Data excerpts ::

☆ ☆ ☆ ☆

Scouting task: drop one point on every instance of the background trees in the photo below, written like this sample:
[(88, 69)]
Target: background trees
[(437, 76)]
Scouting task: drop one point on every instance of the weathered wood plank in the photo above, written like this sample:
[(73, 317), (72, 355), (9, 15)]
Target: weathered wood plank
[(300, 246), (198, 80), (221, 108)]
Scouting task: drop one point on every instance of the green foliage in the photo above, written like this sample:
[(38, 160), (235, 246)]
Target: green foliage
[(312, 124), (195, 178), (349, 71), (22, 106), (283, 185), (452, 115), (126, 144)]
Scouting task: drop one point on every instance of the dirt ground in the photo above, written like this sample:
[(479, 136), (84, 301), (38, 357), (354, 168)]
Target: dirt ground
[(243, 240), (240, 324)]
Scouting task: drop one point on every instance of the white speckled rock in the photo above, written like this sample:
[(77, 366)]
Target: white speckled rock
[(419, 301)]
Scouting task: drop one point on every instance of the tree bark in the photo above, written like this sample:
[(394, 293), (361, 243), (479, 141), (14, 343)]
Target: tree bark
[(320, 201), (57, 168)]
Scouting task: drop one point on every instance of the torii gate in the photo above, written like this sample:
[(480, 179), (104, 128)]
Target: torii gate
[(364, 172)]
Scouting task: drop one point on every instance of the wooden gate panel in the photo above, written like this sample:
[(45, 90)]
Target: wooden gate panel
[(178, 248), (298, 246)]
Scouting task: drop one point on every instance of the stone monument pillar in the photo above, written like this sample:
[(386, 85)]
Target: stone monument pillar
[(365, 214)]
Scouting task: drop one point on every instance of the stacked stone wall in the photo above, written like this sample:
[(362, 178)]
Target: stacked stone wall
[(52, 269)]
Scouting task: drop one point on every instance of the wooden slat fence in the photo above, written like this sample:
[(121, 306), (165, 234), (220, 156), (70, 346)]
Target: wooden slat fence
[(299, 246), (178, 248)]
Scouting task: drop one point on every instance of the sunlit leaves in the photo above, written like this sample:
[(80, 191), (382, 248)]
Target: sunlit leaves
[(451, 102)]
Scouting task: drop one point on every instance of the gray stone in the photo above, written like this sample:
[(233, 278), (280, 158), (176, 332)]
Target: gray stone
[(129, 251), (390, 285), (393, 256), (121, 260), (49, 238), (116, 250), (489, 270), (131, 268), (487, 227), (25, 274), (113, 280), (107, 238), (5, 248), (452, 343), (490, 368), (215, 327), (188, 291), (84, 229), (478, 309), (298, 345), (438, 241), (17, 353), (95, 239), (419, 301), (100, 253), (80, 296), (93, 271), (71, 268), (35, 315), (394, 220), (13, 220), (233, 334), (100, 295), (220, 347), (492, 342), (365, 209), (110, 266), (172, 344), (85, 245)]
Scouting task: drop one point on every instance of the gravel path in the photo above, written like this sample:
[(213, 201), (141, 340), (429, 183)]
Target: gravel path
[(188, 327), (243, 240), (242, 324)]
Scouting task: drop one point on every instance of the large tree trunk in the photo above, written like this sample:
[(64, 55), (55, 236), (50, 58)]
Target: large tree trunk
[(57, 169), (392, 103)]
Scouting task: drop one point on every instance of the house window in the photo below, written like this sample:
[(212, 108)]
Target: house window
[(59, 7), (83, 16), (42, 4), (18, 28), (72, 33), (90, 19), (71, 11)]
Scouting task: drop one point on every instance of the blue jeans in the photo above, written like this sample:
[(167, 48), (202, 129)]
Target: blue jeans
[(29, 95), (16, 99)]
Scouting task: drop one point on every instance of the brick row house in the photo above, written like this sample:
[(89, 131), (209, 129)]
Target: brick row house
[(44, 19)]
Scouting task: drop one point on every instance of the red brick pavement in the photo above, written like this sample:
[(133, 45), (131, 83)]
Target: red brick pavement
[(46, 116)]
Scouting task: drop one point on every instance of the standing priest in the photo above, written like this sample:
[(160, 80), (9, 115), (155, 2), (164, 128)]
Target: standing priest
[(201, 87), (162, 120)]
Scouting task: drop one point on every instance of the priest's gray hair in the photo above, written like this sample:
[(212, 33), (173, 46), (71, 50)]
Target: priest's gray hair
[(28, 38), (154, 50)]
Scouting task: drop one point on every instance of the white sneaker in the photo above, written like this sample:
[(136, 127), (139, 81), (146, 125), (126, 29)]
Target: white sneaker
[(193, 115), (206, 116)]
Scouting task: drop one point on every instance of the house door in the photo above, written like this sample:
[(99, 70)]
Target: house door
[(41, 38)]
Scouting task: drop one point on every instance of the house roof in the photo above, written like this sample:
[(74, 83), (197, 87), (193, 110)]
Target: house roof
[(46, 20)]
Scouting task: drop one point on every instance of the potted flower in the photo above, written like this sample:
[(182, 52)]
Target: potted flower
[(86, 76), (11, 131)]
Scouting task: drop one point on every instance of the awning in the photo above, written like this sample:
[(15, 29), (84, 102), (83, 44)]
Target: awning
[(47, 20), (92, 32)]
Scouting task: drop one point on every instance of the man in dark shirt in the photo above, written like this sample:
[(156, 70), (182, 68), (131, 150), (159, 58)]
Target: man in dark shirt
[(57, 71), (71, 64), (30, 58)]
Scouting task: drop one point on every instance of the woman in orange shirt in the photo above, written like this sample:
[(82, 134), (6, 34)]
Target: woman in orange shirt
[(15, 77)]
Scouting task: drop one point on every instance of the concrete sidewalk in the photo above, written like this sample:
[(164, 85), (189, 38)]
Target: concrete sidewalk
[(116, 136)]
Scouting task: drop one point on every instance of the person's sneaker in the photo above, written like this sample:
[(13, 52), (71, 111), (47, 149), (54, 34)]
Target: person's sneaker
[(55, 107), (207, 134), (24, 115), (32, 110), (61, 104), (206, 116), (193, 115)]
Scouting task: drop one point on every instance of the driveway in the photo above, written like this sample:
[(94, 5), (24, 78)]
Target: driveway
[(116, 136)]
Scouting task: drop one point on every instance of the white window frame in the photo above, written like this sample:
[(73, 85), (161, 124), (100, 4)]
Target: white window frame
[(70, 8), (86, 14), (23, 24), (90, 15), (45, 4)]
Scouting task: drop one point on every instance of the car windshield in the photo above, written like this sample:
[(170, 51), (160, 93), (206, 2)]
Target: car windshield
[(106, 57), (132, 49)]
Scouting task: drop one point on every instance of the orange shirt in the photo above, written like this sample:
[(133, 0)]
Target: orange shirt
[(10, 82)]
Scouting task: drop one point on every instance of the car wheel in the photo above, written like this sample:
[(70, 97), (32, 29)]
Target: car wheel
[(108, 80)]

☆ ☆ ☆ ☆

Your task ::
Rewrite the lines starting at the one containing "the car wheel" and ending at the last line above, replacing "car wheel" with "vehicle tire" and changing nothing else. Give only those lines.

Answer in full ::
Scouting task: drop one point on every instance of the vehicle tire in the photo above, written like this sample:
[(70, 97), (32, 29)]
Target: vehicle tire
[(108, 80)]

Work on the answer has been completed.